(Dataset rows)
>> BEGIN

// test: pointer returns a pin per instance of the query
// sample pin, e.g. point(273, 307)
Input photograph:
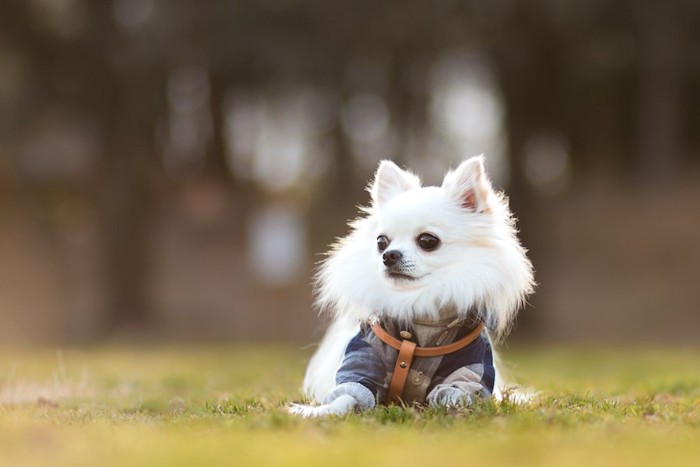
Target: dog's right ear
point(389, 181)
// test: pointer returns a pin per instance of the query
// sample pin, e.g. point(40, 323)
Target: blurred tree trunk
point(659, 132)
point(129, 102)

>> END

AIM OF THE EXERCISE => Retype all entries exactly as they appear, dropping the images.

TASK RESULT =>
// test: pointer returns a pin per instance of the query
// sample pin, e.g. point(273, 307)
Input photograph:
Target: dog's right ear
point(389, 181)
// test: pointer returns a pin per instance of the query
// sample pin, e.g. point(40, 323)
Target: blurred tree trunk
point(659, 132)
point(129, 102)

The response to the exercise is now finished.